START Data for this task

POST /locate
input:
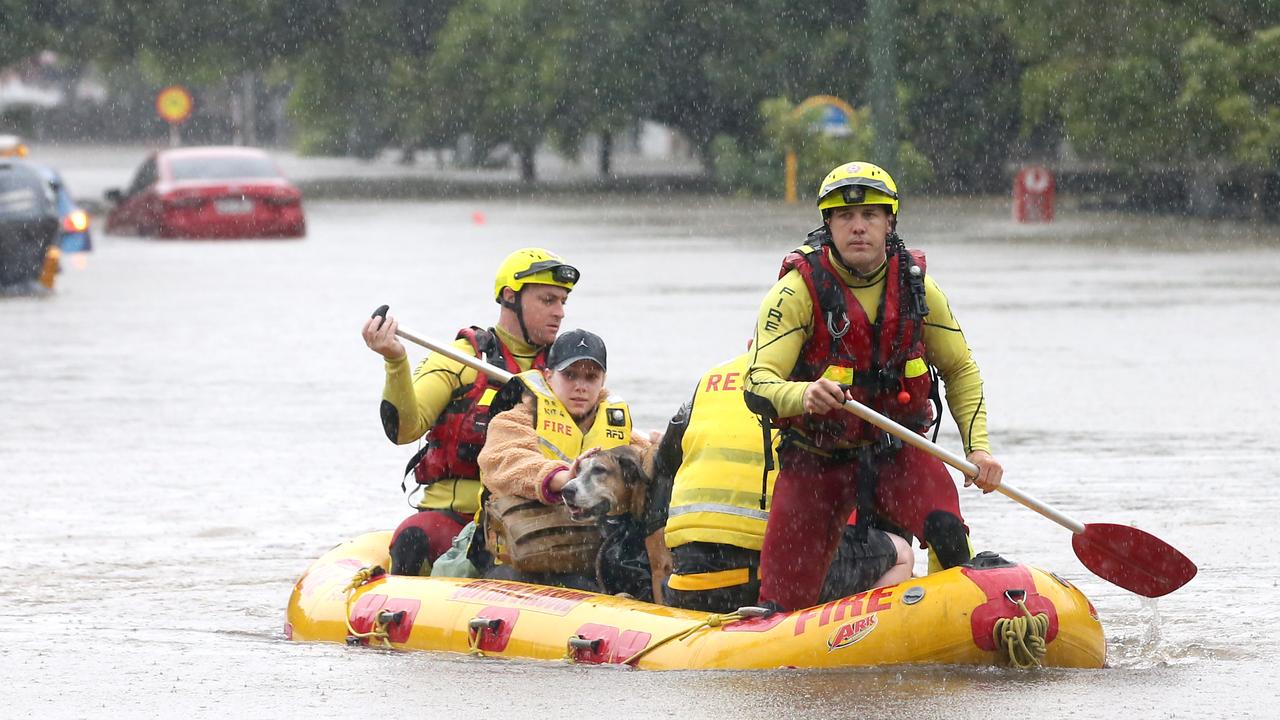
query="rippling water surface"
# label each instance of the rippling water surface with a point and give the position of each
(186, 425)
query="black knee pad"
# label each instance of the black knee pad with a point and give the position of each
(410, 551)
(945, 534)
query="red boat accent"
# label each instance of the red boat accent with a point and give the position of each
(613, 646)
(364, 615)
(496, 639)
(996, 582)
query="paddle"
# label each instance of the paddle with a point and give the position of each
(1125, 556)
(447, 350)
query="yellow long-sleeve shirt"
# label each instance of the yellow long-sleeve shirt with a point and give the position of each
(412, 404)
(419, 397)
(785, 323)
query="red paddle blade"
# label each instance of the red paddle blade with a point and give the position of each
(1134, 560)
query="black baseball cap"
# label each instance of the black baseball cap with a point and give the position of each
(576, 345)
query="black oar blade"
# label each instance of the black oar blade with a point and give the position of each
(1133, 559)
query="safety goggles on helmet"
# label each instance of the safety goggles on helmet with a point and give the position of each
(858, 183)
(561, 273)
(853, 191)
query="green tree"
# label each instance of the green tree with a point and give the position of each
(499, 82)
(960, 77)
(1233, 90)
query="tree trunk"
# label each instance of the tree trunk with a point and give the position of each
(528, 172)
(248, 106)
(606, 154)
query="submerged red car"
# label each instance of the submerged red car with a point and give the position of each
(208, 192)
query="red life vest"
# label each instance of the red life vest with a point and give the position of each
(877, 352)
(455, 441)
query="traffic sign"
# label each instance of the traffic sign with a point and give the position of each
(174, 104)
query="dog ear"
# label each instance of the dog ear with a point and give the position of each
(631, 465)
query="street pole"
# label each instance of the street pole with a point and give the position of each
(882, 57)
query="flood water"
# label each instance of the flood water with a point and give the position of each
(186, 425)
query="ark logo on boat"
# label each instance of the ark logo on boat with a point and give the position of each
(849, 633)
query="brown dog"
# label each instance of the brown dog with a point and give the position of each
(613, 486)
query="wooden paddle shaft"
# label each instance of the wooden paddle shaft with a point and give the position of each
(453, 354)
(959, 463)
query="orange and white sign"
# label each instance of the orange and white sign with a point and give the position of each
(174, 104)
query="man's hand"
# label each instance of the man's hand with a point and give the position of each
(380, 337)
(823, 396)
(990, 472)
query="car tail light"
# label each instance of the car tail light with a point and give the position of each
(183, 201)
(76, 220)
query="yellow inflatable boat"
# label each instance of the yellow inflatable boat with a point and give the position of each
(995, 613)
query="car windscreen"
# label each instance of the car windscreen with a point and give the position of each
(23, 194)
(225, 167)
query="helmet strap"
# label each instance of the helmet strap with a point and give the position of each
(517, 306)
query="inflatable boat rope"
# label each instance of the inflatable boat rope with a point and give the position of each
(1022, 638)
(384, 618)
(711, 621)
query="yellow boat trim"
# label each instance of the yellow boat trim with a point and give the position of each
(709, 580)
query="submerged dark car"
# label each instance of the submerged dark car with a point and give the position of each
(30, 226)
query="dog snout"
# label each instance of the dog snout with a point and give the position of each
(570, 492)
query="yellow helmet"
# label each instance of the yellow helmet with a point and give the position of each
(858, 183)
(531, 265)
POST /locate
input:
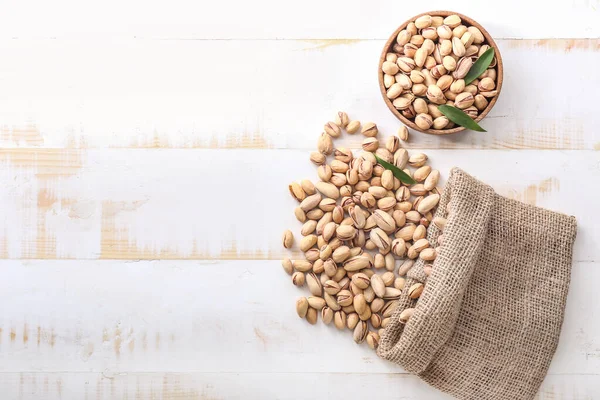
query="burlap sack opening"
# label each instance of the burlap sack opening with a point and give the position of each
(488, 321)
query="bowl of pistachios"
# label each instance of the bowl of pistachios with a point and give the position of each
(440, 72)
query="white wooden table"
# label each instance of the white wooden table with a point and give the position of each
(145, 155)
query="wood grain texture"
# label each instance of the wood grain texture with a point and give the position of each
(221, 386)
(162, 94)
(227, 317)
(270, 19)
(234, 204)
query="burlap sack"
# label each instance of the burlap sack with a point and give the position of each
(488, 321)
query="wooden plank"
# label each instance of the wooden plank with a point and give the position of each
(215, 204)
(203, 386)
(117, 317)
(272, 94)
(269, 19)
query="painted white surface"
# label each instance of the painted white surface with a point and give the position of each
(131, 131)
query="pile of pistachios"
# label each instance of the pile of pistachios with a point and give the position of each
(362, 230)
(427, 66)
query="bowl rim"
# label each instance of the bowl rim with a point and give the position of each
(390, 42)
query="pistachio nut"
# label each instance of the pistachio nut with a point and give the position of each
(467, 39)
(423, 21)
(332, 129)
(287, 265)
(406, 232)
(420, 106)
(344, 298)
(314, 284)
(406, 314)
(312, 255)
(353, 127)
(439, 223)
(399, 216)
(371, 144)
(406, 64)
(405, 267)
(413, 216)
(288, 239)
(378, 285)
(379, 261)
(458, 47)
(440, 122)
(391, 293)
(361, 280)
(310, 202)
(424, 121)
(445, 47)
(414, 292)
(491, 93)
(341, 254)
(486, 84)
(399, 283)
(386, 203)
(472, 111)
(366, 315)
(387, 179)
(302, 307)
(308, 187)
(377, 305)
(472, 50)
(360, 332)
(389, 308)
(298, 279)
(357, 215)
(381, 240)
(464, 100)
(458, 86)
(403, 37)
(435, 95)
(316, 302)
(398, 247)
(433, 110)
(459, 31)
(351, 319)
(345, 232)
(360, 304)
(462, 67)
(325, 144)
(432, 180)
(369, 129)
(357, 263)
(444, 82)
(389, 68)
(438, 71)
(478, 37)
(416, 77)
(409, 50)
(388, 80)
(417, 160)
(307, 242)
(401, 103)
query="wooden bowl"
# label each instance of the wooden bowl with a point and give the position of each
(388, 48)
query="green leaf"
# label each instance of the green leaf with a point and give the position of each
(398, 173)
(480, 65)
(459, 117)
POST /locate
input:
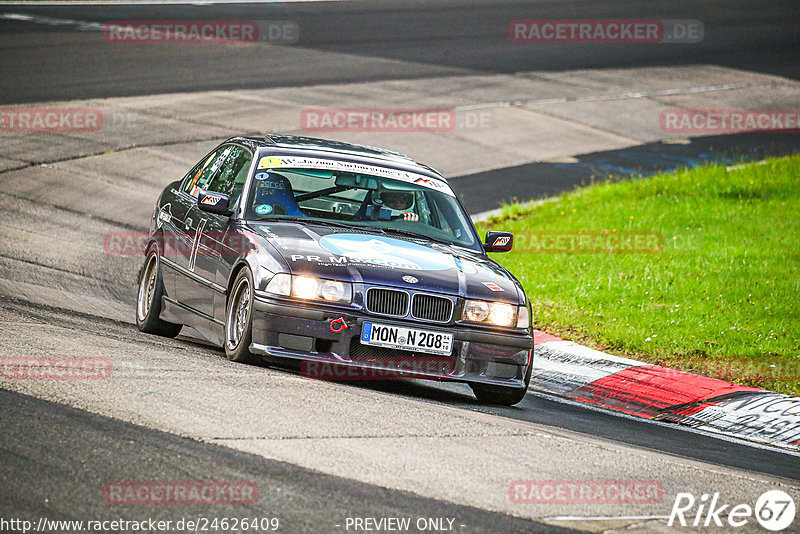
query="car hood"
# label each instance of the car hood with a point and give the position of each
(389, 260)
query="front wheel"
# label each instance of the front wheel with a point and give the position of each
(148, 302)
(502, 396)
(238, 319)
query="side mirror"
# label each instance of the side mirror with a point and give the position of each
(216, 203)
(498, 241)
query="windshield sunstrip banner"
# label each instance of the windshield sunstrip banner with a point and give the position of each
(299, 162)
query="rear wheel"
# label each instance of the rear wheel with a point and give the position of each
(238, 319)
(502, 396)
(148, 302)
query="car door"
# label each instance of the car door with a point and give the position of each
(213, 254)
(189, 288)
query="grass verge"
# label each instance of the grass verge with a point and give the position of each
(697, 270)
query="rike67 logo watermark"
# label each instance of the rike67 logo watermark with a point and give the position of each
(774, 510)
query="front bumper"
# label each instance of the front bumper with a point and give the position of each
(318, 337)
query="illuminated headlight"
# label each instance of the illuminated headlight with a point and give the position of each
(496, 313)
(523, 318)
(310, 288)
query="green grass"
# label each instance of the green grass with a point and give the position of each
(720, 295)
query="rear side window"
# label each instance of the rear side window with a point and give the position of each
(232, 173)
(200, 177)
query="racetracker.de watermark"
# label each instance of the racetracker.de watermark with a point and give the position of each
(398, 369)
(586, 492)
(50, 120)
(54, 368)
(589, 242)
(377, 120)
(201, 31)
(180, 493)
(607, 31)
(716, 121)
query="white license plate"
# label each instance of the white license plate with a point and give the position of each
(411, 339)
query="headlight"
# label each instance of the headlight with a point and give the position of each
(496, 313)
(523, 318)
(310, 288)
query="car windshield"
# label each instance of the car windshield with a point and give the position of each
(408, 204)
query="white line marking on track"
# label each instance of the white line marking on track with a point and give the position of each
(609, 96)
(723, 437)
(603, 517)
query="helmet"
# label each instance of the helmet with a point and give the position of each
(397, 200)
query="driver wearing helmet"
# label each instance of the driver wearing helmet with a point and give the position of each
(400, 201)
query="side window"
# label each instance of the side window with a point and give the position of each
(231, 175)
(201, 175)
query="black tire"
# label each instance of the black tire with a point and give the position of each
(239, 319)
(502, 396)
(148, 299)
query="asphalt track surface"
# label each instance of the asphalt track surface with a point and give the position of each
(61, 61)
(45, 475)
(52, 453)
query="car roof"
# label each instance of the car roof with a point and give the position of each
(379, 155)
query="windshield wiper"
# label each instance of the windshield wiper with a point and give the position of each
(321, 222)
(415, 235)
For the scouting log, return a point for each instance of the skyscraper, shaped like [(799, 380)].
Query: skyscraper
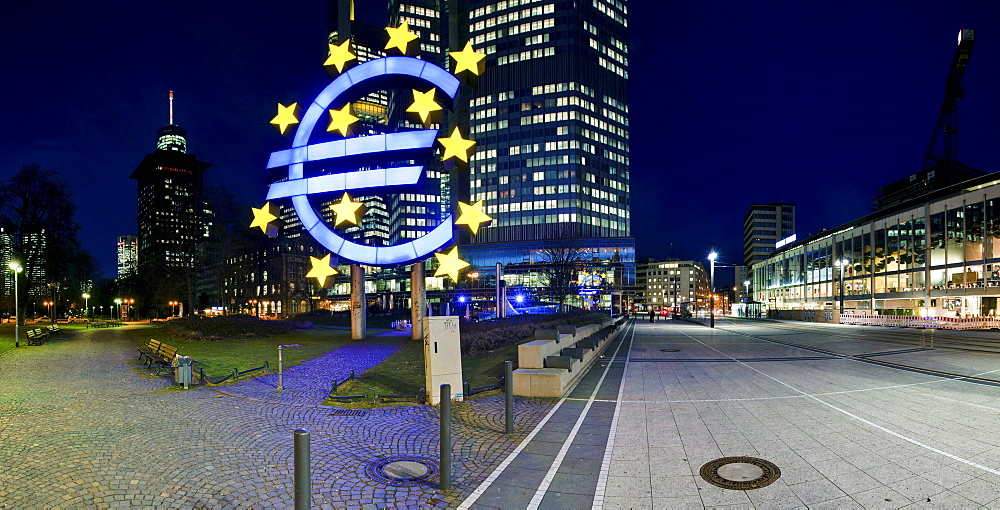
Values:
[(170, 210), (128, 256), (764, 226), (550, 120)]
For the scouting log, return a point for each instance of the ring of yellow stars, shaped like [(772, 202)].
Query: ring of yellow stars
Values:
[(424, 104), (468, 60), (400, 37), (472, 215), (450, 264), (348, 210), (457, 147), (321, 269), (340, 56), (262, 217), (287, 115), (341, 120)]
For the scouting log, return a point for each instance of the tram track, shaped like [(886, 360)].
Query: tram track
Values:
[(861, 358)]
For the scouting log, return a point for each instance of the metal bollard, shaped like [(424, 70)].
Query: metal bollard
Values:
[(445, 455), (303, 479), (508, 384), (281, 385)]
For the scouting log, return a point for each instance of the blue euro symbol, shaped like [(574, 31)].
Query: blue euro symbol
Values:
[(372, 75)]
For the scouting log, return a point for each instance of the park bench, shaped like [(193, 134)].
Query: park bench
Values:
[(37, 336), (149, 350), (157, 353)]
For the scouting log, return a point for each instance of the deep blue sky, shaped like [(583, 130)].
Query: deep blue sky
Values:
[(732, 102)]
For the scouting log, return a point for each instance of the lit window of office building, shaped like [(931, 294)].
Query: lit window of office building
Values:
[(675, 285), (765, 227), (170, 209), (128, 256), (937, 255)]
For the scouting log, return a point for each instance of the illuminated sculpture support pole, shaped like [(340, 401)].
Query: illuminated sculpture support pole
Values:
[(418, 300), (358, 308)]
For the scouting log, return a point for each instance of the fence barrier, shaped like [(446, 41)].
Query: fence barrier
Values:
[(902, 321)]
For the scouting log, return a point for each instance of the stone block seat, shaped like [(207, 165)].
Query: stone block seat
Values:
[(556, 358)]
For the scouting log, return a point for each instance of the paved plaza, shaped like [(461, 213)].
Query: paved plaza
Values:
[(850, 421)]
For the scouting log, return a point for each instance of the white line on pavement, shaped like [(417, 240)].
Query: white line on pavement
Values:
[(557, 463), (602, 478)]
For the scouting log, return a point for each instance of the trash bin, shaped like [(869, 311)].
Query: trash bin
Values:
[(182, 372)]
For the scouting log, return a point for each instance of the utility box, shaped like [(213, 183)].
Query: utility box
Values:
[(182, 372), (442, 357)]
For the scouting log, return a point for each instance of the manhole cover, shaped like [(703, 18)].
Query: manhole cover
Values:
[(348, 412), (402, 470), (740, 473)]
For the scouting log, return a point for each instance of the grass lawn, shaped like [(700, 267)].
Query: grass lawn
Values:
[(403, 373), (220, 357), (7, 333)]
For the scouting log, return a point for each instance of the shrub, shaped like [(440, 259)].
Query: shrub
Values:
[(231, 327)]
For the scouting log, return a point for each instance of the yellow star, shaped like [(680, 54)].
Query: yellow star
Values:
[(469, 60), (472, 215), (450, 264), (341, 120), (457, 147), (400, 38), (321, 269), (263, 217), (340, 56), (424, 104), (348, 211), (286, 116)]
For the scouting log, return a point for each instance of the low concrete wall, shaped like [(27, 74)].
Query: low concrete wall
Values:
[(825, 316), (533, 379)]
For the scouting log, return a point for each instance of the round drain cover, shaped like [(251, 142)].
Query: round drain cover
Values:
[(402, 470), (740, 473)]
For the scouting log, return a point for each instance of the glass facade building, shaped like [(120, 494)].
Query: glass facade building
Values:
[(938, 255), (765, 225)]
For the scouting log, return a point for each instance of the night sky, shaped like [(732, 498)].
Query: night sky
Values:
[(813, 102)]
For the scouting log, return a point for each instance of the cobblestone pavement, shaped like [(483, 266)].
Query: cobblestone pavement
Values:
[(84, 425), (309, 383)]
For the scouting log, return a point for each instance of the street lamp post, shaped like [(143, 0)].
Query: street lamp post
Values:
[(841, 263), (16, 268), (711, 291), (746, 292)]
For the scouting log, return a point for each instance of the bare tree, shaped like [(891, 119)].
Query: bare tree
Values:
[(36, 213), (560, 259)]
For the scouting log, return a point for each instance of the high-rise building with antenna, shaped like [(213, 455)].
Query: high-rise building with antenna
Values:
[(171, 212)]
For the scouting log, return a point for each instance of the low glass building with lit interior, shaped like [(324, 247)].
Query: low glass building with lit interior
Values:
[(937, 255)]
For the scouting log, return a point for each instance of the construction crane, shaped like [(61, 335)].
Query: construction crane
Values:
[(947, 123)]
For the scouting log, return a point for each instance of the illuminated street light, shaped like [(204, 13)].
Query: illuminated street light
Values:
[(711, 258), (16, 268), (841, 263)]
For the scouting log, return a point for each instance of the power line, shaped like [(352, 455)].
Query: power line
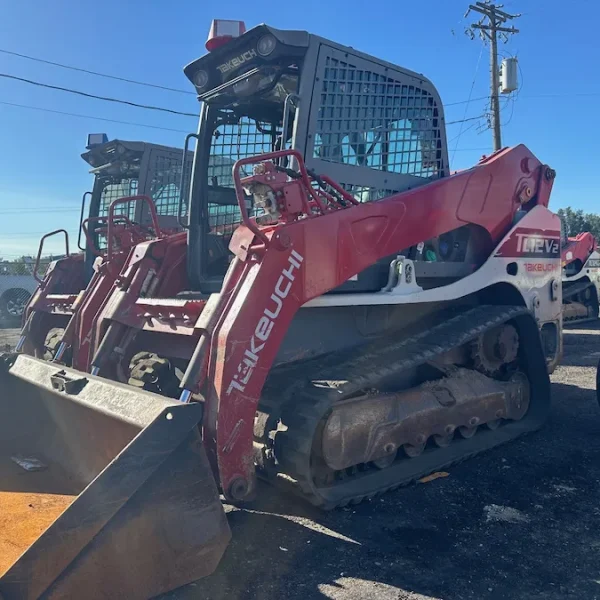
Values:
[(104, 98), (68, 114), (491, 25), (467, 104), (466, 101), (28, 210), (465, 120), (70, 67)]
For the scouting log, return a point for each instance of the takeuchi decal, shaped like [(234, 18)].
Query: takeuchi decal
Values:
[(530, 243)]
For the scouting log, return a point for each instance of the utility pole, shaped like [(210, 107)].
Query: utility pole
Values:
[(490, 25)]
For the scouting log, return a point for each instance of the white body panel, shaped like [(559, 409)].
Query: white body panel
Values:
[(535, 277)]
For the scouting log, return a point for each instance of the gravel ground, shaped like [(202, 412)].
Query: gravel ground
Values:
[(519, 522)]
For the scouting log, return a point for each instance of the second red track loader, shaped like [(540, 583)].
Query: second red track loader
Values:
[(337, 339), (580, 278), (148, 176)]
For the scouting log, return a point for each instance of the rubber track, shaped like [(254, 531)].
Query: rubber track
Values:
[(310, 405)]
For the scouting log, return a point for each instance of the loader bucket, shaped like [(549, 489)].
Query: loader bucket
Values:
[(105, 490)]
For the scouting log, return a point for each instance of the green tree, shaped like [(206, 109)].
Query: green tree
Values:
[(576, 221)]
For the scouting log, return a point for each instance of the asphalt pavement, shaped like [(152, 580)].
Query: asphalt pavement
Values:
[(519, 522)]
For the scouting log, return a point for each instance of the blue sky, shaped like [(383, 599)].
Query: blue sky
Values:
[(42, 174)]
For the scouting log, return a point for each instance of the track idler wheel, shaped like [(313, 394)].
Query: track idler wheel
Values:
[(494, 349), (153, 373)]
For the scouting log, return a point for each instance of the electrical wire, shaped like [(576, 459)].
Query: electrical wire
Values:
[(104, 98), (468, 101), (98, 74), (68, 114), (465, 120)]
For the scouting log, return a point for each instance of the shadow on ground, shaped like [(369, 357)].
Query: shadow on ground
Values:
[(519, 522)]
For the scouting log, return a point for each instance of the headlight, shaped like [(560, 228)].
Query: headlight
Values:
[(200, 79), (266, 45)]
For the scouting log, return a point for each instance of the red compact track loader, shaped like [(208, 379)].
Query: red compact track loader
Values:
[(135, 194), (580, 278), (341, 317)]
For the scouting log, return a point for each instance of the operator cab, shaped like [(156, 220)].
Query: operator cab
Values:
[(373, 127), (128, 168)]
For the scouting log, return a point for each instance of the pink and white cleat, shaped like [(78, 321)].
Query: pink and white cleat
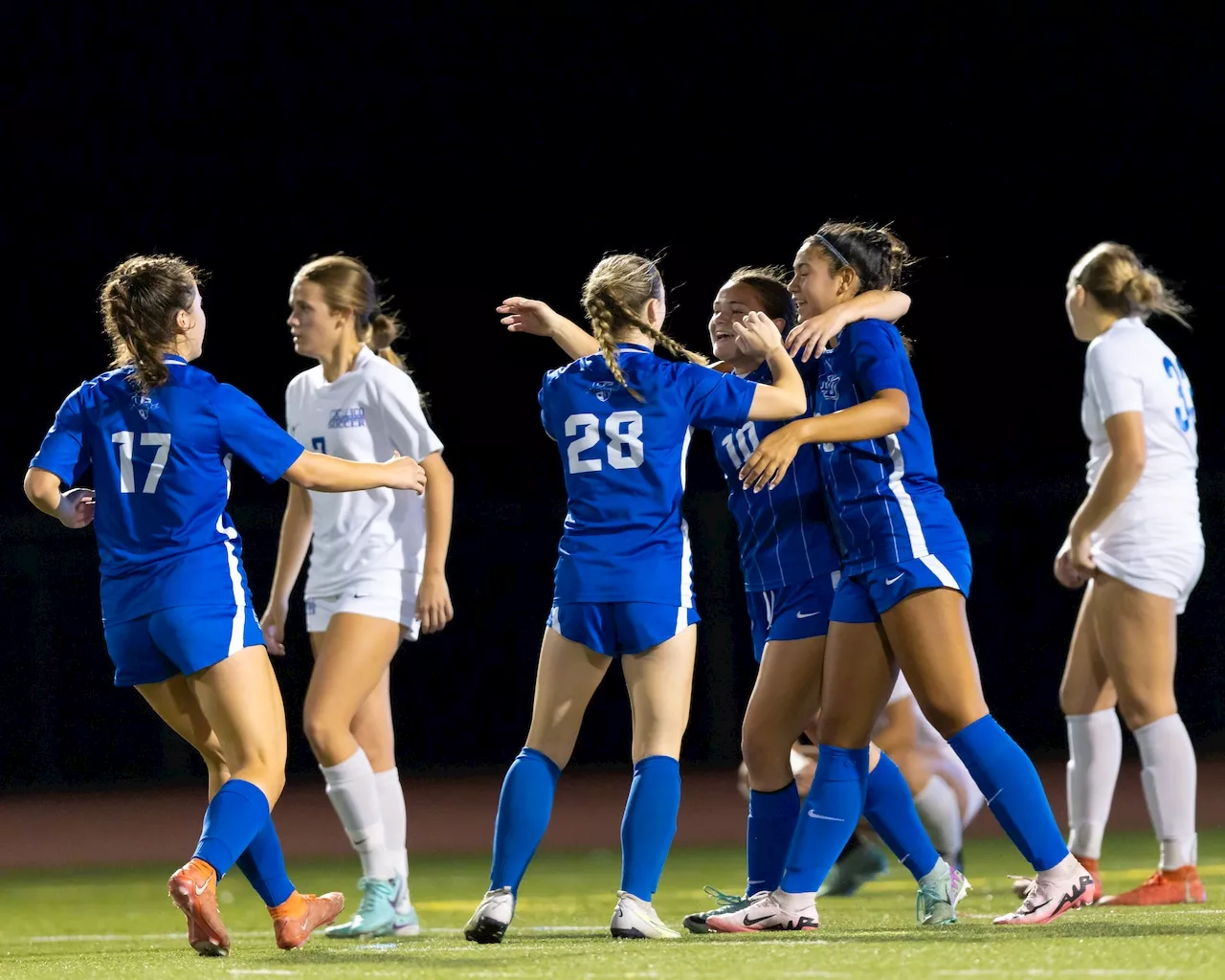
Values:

END Data for this task

Problem statement. Of the lines above, extract only those from the line with "like [(931, 294)]." to the line with "Query: yellow star", both included, exactly as written.

Solution to the exercise.
For the scouting log, return a point for each instance of the lit window of office building, shaped like [(931, 294)].
Query: lit window of office building
Values:
[(675, 285), (765, 227), (170, 209), (128, 256), (937, 255)]
For the scouting log, return a point for each instance of the illuminated sculpture support pole, shaped like [(340, 401)].
Query: illuminated sculpture support pole
Values:
[(418, 300), (358, 308)]
For the scouting log, return a point for each instance of the fence barrier, shaped like [(446, 41)].
Query: fence barrier
Values:
[(902, 321)]
For the scouting log, return a point for each instance of the stone block seat, shaped like [(207, 165)].
Query: stone block seat
Values:
[(556, 358)]
For the scouting log, return a point for each instance of the paved plaza, shaped like [(461, 213)].
Query: paved plaza
Values:
[(850, 421)]
For the scouting log, return a point for each instance of the white line on pavement, shaped like [(417, 240)].
Query: white line on pavement
Values:
[(557, 463), (602, 478)]
For the scouting log, return a point for each instance of the trash bin, shaped like [(869, 311)].
Query: trash bin
Values:
[(182, 372)]
For the scouting log, return a point for each instance of the utility box, shaped like [(213, 183)].
Query: utility box
Values:
[(182, 372), (442, 357)]
For the scouting log, return a point for each instance of the manhole cover, shaped like [(703, 18)].
Query: manhole cover
Values:
[(348, 412), (402, 470), (740, 473)]
For the scouting log, return a point for each instance of the grass lawn, shaped like [(700, 267)].
Query: grass lawn
Values:
[(403, 373), (220, 357), (7, 333)]
For the scouting log, return a point for each instance of the shrub, shaped like [(440, 259)].
Query: shrub
Values:
[(231, 327)]
For the scouting log, return a point for each instance of the yellow star, shaped like [(680, 54)].
Query: yellow star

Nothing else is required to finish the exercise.